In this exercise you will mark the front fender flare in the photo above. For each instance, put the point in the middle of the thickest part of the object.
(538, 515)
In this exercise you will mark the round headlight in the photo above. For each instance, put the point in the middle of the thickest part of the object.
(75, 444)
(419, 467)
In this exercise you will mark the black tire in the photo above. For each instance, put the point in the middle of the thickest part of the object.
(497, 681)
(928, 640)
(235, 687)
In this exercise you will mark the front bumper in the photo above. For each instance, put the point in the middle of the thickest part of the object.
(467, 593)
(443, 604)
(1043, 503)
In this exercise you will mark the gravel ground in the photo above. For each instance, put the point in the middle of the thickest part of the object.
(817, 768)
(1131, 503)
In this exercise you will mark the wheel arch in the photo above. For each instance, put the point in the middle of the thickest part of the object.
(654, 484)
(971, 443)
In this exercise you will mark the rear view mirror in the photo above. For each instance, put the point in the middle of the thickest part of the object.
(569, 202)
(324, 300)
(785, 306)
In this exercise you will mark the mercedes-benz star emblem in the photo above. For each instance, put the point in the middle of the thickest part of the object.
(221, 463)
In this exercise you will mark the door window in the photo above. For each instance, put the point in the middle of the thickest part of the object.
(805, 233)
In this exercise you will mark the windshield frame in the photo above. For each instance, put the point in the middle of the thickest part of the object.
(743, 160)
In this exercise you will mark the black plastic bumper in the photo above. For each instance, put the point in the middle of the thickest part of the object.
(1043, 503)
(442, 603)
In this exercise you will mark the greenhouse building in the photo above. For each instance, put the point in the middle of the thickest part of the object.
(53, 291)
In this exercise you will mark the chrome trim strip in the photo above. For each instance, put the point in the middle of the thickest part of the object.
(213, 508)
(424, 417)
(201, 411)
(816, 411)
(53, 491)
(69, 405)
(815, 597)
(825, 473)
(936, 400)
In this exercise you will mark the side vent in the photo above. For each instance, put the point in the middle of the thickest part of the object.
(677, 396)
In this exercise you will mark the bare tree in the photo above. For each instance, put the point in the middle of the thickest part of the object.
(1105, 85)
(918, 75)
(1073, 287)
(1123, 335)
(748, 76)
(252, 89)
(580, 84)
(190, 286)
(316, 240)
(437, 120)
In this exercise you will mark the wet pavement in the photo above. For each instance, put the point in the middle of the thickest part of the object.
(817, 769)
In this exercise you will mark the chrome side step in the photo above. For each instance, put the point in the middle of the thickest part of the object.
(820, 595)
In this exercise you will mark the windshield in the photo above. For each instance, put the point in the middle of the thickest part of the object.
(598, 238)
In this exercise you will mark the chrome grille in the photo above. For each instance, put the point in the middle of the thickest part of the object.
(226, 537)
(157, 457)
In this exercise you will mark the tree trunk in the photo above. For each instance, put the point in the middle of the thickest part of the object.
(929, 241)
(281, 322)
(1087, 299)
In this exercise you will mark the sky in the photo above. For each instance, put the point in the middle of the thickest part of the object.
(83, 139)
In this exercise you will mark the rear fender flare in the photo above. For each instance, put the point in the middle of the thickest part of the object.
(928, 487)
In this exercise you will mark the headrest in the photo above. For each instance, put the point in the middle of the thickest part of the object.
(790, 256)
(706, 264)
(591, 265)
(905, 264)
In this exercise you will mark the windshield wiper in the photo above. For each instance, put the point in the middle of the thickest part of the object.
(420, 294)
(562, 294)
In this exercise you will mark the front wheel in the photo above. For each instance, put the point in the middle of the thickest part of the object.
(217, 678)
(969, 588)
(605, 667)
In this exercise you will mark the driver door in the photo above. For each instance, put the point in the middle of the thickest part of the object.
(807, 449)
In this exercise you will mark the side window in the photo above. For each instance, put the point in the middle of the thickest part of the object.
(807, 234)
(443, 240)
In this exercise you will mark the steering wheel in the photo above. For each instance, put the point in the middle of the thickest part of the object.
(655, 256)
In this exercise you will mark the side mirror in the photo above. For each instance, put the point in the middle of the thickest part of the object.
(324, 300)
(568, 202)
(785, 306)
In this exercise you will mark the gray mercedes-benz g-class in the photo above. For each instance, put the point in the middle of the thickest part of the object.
========================================
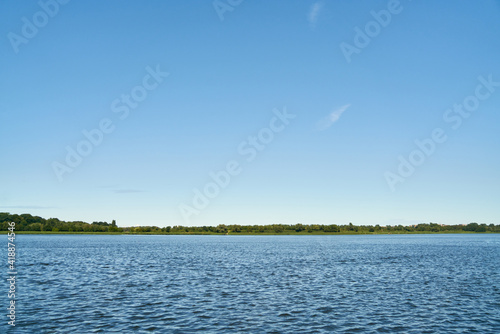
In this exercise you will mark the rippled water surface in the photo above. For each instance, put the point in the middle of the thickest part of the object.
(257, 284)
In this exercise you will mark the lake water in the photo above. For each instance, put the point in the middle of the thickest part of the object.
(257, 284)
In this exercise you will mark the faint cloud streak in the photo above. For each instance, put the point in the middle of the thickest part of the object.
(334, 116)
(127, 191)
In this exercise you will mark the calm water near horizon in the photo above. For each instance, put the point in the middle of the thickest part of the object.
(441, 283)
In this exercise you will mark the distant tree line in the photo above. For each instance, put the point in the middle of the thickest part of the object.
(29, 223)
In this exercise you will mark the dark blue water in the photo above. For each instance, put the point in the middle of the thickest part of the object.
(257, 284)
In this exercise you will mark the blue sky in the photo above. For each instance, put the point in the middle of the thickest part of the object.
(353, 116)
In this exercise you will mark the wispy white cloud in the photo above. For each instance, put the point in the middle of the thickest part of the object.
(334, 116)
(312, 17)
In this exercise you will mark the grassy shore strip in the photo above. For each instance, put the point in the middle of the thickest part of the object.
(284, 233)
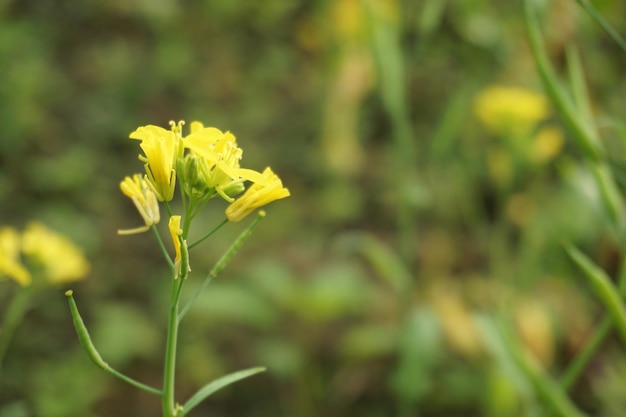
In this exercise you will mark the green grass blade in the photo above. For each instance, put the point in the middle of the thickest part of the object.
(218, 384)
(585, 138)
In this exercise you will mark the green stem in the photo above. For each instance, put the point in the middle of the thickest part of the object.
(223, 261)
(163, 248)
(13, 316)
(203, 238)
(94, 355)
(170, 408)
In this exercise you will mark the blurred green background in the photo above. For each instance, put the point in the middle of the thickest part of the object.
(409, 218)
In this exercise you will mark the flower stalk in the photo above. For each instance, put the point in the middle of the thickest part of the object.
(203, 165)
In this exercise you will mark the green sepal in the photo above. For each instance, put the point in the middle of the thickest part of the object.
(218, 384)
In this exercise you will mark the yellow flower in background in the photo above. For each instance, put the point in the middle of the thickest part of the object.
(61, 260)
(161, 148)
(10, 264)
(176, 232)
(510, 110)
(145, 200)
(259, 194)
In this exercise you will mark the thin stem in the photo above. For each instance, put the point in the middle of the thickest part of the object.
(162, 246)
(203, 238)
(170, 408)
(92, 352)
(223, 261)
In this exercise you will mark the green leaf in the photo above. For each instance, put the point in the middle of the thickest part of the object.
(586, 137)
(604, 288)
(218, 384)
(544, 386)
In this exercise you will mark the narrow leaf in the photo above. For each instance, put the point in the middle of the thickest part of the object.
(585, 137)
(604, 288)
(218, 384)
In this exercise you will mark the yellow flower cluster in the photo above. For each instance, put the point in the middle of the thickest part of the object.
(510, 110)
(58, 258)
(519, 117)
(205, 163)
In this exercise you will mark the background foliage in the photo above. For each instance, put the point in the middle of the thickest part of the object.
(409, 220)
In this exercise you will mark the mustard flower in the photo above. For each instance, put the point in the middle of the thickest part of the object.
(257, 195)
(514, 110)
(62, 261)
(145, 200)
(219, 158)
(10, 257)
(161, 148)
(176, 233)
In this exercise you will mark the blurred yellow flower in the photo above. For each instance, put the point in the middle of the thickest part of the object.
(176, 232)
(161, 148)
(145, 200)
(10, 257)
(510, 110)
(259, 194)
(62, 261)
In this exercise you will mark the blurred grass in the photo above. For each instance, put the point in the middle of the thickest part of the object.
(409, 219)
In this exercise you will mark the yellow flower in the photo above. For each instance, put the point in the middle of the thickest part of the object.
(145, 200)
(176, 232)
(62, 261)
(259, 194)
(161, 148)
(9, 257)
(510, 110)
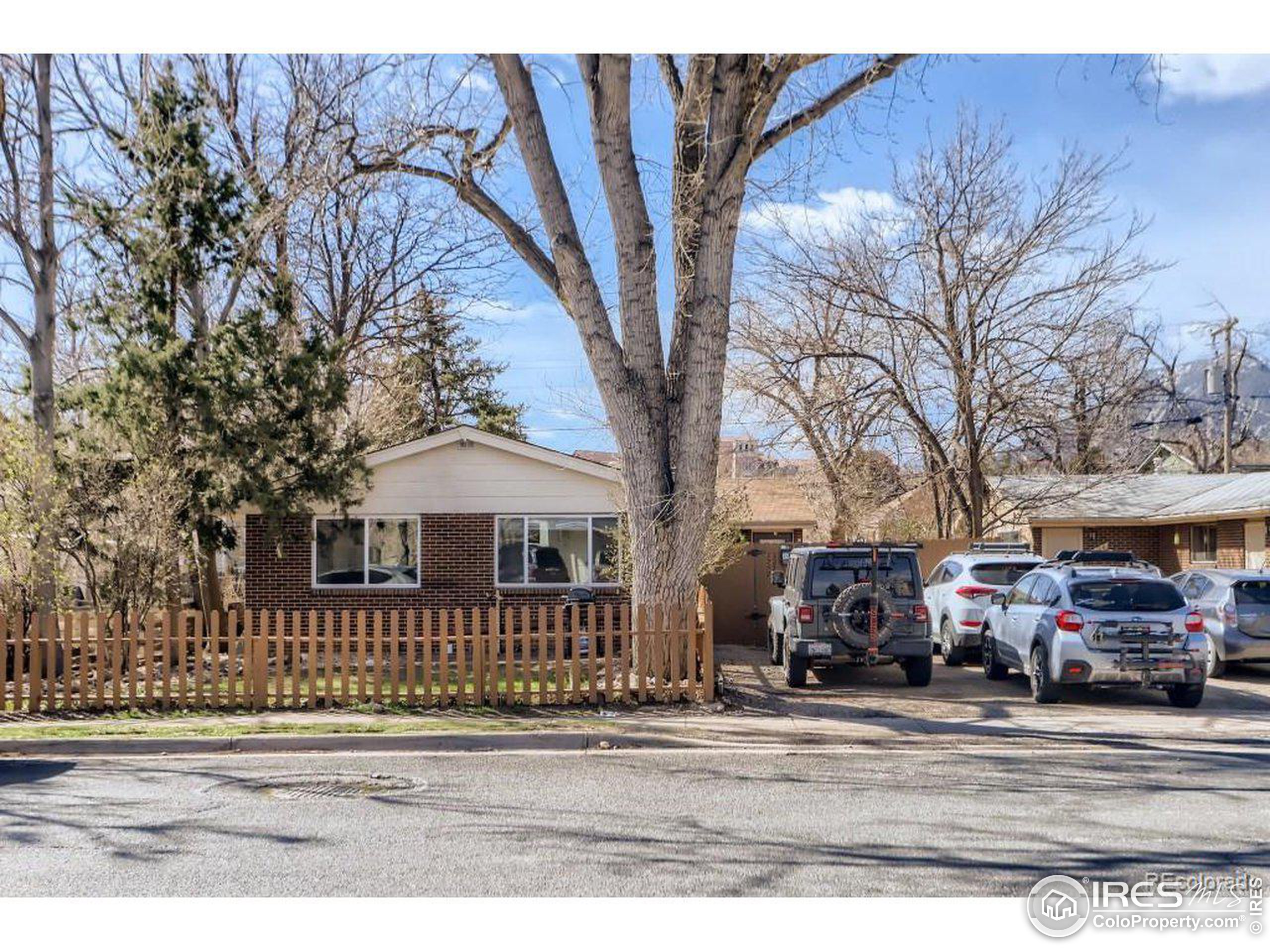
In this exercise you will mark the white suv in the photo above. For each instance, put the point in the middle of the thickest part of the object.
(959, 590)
========================================
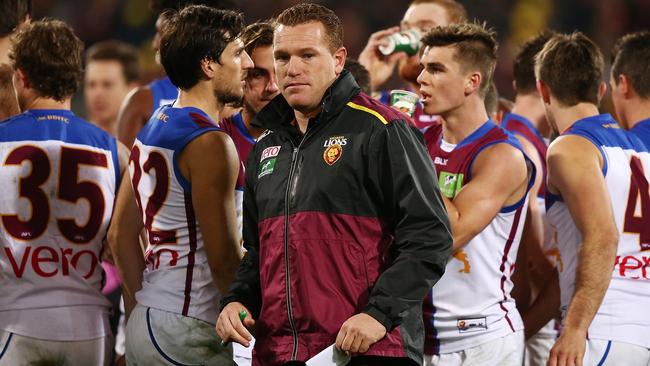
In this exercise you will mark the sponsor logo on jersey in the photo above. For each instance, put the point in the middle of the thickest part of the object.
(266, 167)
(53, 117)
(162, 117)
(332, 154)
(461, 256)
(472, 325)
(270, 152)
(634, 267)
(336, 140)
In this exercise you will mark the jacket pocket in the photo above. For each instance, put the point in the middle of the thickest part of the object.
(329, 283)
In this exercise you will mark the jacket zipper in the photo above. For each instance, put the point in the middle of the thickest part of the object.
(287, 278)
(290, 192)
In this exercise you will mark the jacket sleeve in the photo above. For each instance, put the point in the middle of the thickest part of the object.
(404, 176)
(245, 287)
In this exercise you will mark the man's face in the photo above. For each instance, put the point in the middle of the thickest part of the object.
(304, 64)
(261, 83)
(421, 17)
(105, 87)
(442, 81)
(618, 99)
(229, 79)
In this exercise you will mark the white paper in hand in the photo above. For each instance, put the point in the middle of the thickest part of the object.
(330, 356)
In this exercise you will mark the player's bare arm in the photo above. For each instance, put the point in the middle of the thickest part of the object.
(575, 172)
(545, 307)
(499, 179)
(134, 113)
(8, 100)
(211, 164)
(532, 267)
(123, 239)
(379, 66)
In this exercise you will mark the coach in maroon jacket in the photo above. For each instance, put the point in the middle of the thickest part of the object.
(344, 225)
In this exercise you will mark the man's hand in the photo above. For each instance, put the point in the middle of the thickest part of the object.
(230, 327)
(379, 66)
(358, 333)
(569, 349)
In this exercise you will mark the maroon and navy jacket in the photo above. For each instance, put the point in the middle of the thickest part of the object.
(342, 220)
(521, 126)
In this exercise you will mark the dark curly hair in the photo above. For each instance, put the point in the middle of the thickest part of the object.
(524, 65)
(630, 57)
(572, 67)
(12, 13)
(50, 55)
========================================
-- What you are asked to do --
Gather every row above that contains the word "background" and copy each of those rows in full.

-- Expected output --
In this exercise you will mark the blurred green background in the photo above. For each instance, put the point in the middle of the thickest part of the object.
In this exercise you will mark the yellow flower in background in the photo above. For each instance, put the point in the middle of the thickest part of the object.
In this exercise you will mark the background foliage in the photo above. For each instance, put the point in the middle of the thickest part of the object.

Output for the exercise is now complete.